Insight

The metaverse and future marketing trends to consider.

Dan Smith - 07.06.2022



I’m no futurist – there are others that profess to have this power! But there’s so much noise in this space at the moment, we even run events on this covering the ‘Fad or Future’ of different technologies in marketing. If you’re asking me to make measured bets on the future, well we need to start by unpicking what all these things that places like LinkedIn, large tech companies and digital agencies alike are banging on about and why, be that; ‘A.I’ ‘AR’, VR, ‘programmatic’, and of course THE ‘metaverse’!

So let’s address that one first, the metaverse, what is it actually?

There’s a good article on wired.com that I’ve used in part here but it’s worth checking that out if you want to know more. To summarise, if you listen to Mark Zuckerberg, the metaverse is the future of our online experience, a video game, and a version of Zoom but not as good, in truth it’s still very hard to say.

It’s been about 7 months since Facebook said it was rebranding to Meta and its future would be on the ‘metaverse.’ And what’s happened in that time? Well, it hasn’t really got any clearer. Meta is building a VR social platform, Roblox (which my own kids love!) is facilitating user-generated video games, and some companies are offering up little more than gaming worlds with payment options.

Basically, there’s been a lot of marketing hype selling the concept of “the metaverse.”

Because you can’t beat ‘new’ and it helps brands to look like they are embracing the future. But Facebook, in particular, is in an especially vulnerable place after moves to limit ad tracking and data are impacting profits so you have to pick through their hype. They really don’t like the fact that to access their platform it relies on devices they don’t control.

[Saved data entries]
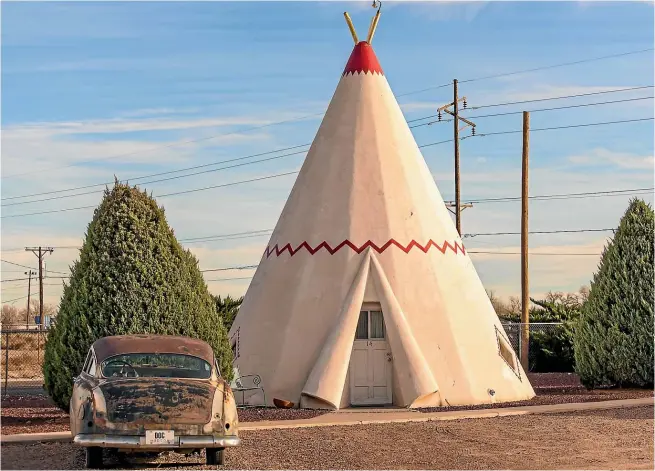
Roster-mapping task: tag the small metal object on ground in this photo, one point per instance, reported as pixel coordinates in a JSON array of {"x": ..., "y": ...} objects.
[{"x": 282, "y": 404}]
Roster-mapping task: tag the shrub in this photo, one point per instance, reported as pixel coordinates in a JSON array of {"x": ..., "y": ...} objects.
[
  {"x": 614, "y": 337},
  {"x": 132, "y": 277}
]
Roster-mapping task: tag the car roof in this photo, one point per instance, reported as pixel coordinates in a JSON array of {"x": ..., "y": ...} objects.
[{"x": 121, "y": 344}]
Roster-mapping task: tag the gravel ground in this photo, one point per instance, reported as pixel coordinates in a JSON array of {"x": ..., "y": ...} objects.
[
  {"x": 37, "y": 413},
  {"x": 611, "y": 439},
  {"x": 558, "y": 396}
]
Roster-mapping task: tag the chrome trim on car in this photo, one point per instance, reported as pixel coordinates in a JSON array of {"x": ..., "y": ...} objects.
[{"x": 138, "y": 441}]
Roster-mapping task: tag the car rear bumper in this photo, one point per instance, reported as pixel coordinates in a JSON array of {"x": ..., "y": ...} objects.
[{"x": 139, "y": 441}]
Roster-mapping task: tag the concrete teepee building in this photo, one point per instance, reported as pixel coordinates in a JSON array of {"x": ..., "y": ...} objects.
[{"x": 365, "y": 294}]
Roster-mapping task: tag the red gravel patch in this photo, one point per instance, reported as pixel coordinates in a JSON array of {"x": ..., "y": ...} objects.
[
  {"x": 260, "y": 414},
  {"x": 30, "y": 414},
  {"x": 553, "y": 396}
]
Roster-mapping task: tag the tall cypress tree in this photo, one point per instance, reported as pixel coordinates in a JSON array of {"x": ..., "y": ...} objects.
[
  {"x": 132, "y": 277},
  {"x": 613, "y": 340}
]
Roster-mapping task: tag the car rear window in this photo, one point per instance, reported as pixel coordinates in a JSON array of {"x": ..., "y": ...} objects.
[{"x": 156, "y": 365}]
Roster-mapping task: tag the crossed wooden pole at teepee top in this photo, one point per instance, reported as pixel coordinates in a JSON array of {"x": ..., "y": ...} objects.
[{"x": 371, "y": 28}]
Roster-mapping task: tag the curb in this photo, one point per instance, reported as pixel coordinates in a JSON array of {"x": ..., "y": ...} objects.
[{"x": 25, "y": 438}]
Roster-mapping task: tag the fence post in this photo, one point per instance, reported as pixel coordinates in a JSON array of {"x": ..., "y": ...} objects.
[{"x": 6, "y": 360}]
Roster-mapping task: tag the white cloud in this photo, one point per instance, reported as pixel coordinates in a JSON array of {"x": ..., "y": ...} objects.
[{"x": 624, "y": 160}]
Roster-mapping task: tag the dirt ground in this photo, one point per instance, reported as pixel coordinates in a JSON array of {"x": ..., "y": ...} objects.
[
  {"x": 37, "y": 413},
  {"x": 611, "y": 439}
]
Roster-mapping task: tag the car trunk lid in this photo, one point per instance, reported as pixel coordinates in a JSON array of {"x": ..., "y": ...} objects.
[{"x": 158, "y": 401}]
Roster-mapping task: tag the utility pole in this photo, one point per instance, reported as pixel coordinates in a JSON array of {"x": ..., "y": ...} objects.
[
  {"x": 40, "y": 252},
  {"x": 456, "y": 130},
  {"x": 29, "y": 292},
  {"x": 525, "y": 294}
]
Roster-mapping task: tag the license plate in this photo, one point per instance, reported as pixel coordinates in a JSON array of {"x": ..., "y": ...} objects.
[{"x": 160, "y": 437}]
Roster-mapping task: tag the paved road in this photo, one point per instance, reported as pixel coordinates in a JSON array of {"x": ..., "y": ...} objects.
[{"x": 607, "y": 439}]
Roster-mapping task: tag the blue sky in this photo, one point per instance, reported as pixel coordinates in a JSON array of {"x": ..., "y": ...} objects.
[{"x": 93, "y": 89}]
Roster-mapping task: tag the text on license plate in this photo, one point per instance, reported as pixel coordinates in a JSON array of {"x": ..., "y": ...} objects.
[{"x": 160, "y": 437}]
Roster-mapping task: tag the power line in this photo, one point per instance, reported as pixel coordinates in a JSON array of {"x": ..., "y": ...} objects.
[
  {"x": 230, "y": 279},
  {"x": 162, "y": 179},
  {"x": 570, "y": 231},
  {"x": 14, "y": 300},
  {"x": 525, "y": 71},
  {"x": 570, "y": 126},
  {"x": 166, "y": 146},
  {"x": 564, "y": 195},
  {"x": 17, "y": 264},
  {"x": 242, "y": 267},
  {"x": 266, "y": 232},
  {"x": 533, "y": 111},
  {"x": 577, "y": 95},
  {"x": 533, "y": 253}
]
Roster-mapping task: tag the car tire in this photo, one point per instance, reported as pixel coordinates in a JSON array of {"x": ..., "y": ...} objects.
[
  {"x": 215, "y": 456},
  {"x": 93, "y": 459}
]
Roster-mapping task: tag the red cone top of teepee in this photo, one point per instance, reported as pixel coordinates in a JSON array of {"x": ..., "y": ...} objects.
[{"x": 363, "y": 60}]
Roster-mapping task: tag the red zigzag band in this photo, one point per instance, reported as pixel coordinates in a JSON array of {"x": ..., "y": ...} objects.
[{"x": 346, "y": 243}]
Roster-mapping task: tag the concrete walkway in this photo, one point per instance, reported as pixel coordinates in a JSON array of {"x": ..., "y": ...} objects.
[{"x": 382, "y": 416}]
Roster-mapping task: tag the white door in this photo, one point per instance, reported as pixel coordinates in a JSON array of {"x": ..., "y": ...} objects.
[{"x": 370, "y": 362}]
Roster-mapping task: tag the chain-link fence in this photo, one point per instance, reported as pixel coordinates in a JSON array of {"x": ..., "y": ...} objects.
[
  {"x": 550, "y": 348},
  {"x": 21, "y": 360}
]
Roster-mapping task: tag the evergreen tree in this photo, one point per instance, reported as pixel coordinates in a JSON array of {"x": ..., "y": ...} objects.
[
  {"x": 613, "y": 340},
  {"x": 132, "y": 277}
]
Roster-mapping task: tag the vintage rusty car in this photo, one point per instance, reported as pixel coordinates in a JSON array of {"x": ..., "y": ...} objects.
[{"x": 148, "y": 393}]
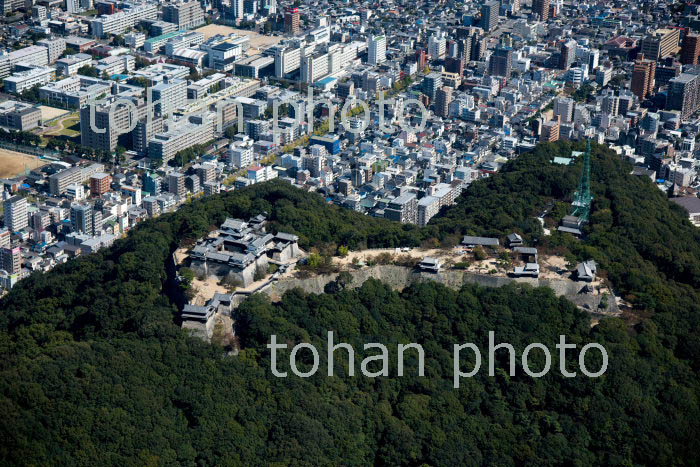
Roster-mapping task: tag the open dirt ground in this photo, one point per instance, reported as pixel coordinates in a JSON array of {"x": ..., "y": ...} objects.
[{"x": 15, "y": 163}]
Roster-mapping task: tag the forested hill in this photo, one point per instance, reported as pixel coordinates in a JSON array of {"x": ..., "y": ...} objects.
[{"x": 95, "y": 372}]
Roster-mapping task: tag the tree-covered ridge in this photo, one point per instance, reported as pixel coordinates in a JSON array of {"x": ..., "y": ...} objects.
[
  {"x": 136, "y": 401},
  {"x": 95, "y": 371}
]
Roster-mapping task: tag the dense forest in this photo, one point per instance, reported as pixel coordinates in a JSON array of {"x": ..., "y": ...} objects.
[{"x": 95, "y": 372}]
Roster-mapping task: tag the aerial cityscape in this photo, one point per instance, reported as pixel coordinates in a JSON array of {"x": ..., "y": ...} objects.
[{"x": 199, "y": 194}]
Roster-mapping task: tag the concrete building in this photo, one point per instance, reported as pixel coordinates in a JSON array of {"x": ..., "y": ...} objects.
[
  {"x": 489, "y": 15},
  {"x": 169, "y": 96},
  {"x": 16, "y": 214},
  {"x": 100, "y": 183},
  {"x": 55, "y": 48},
  {"x": 105, "y": 132},
  {"x": 643, "y": 77},
  {"x": 74, "y": 92},
  {"x": 403, "y": 209},
  {"x": 28, "y": 78},
  {"x": 119, "y": 22},
  {"x": 33, "y": 55},
  {"x": 501, "y": 62},
  {"x": 541, "y": 8},
  {"x": 661, "y": 44},
  {"x": 443, "y": 99},
  {"x": 58, "y": 182},
  {"x": 684, "y": 94},
  {"x": 550, "y": 131},
  {"x": 11, "y": 260},
  {"x": 690, "y": 51},
  {"x": 376, "y": 50},
  {"x": 69, "y": 66},
  {"x": 19, "y": 116},
  {"x": 292, "y": 21},
  {"x": 186, "y": 15},
  {"x": 181, "y": 135}
]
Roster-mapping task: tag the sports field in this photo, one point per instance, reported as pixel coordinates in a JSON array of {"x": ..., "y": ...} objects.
[{"x": 15, "y": 163}]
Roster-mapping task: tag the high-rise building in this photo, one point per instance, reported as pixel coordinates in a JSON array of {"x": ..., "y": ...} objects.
[
  {"x": 643, "y": 77},
  {"x": 454, "y": 65},
  {"x": 501, "y": 62},
  {"x": 564, "y": 109},
  {"x": 443, "y": 99},
  {"x": 8, "y": 6},
  {"x": 99, "y": 130},
  {"x": 431, "y": 84},
  {"x": 690, "y": 51},
  {"x": 59, "y": 182},
  {"x": 550, "y": 131},
  {"x": 16, "y": 217},
  {"x": 684, "y": 94},
  {"x": 478, "y": 47},
  {"x": 292, "y": 21},
  {"x": 489, "y": 15},
  {"x": 437, "y": 46},
  {"x": 11, "y": 260},
  {"x": 85, "y": 220},
  {"x": 541, "y": 8},
  {"x": 610, "y": 104},
  {"x": 100, "y": 183},
  {"x": 168, "y": 96},
  {"x": 568, "y": 54},
  {"x": 377, "y": 50},
  {"x": 186, "y": 15},
  {"x": 176, "y": 184},
  {"x": 661, "y": 44}
]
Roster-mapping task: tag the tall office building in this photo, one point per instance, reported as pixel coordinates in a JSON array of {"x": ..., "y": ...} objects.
[
  {"x": 437, "y": 46},
  {"x": 431, "y": 84},
  {"x": 568, "y": 54},
  {"x": 684, "y": 94},
  {"x": 85, "y": 220},
  {"x": 377, "y": 50},
  {"x": 16, "y": 217},
  {"x": 489, "y": 15},
  {"x": 292, "y": 21},
  {"x": 443, "y": 98},
  {"x": 501, "y": 62},
  {"x": 661, "y": 44},
  {"x": 186, "y": 15},
  {"x": 550, "y": 131},
  {"x": 105, "y": 132},
  {"x": 690, "y": 51},
  {"x": 541, "y": 8},
  {"x": 11, "y": 260},
  {"x": 610, "y": 104},
  {"x": 643, "y": 77},
  {"x": 564, "y": 109}
]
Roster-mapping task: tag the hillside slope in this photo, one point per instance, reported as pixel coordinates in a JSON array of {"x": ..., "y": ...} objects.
[{"x": 95, "y": 371}]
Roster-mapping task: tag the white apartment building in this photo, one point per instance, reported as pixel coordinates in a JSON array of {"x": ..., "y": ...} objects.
[
  {"x": 55, "y": 47},
  {"x": 169, "y": 95},
  {"x": 118, "y": 23},
  {"x": 377, "y": 50},
  {"x": 240, "y": 155},
  {"x": 23, "y": 80},
  {"x": 314, "y": 67},
  {"x": 33, "y": 55},
  {"x": 287, "y": 59},
  {"x": 70, "y": 65},
  {"x": 181, "y": 135}
]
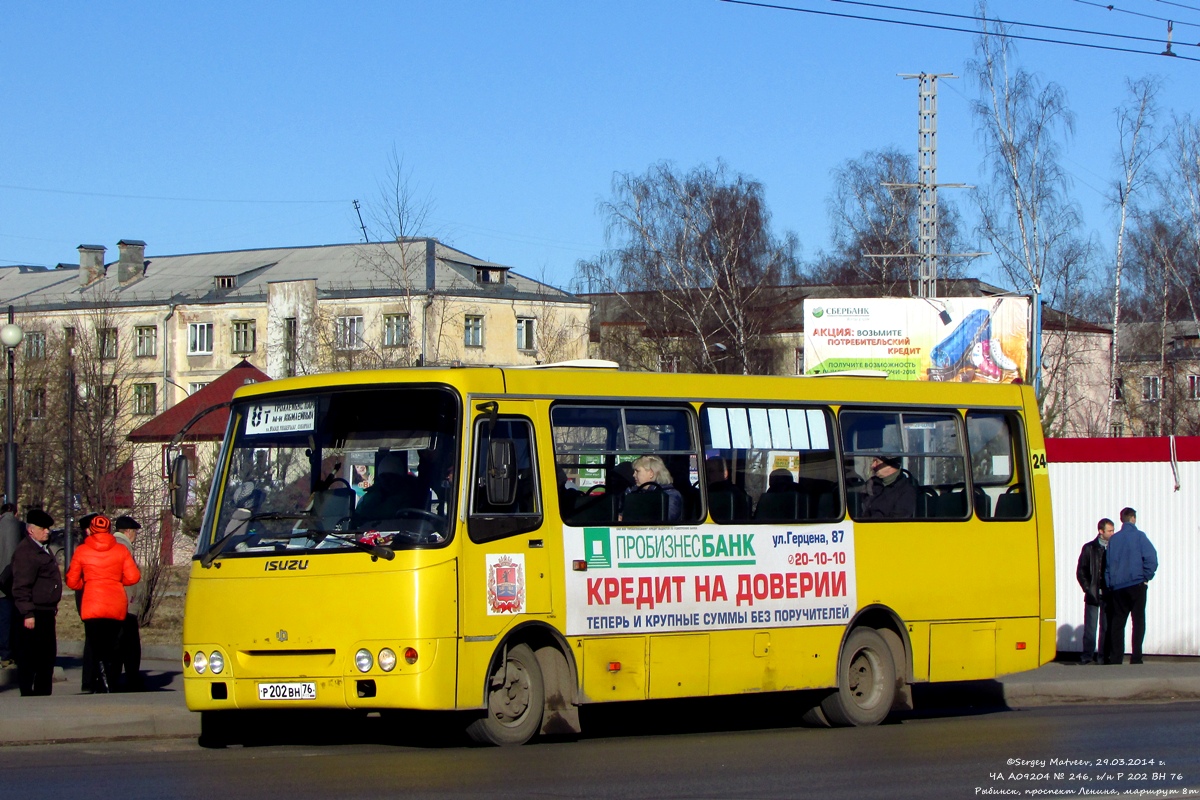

CHALLENGES
[a] Repeat word for word the passage of the metaverse article that begins at the words "I’m no futurist" and ends after "is it actually?".
[b] Carry on the metaverse article from its final sentence.
The records have no connection to the text.

ANSWERS TO THE PROBLEMS
[a]
I’m no futurist – there are others that profess to have this power! But there’s so much noise in this space at the moment, we even run events on this covering the ‘Fad or Future’ of different technologies in marketing. If you’re asking me to make measured bets on the future, well we need to start by unpicking what all these things that places like LinkedIn, large tech companies and digital agencies alike are banging on about and why, be that; ‘A.I’ ‘AR’, VR, ‘programmatic’, and of course THE ‘metaverse’!

So let’s address that one first, the metaverse, what is it actually?

[b]
Despite an idea of the movie ‘Ready Player One’ and a future vision of a single online virtual or augmented reality place called “the metaverse” it is still largely impossible to see right now as companies are all working independently to build something to suit their own agenda. And it’s at this point that most discussions of what the metaverse is starting to falter, there’s a vague sense of what can exist or what one could sort of call the metaverse, but after months, there’s nothing approaching agreement on what it is. If Microsoft, Facebook, Apple, Snap, Roblox, all do their own thing independently then it’s like saying google or LinkedIn is the internet.

So, for now outside of the metaverse if business owners, or marketing heads, are looking to consider their options this is where I’d focus my immediate attention on the future:

A focus on digital – it will only continue to explode. More traditional media markets will shrink in comparison to digital, with areas such as First Party Data, Digital Content and Programmatic continuing to grow.

To expand on a few of what these actually mean to those not living and breathing all things digital:

First Party Data – It’s the information that companies can collect from their own sources. In other words, all information about customers from both online and offline sources, such as the company’s website, app, CRM, social media or surveys. This is what is defined as first party data.

Digital content – that is areas that a lot of businesses already deploy and cover items such as blogging, original research, videos, infographics or podcasts.

‘Programmatic’ ad buying – Typically refers to the use of software to purchase digital advertising, as opposed to the traditional process that involves human negotiations and manual insertion orders. It’s basically using machines to buy ads and is used in larger volume media buying.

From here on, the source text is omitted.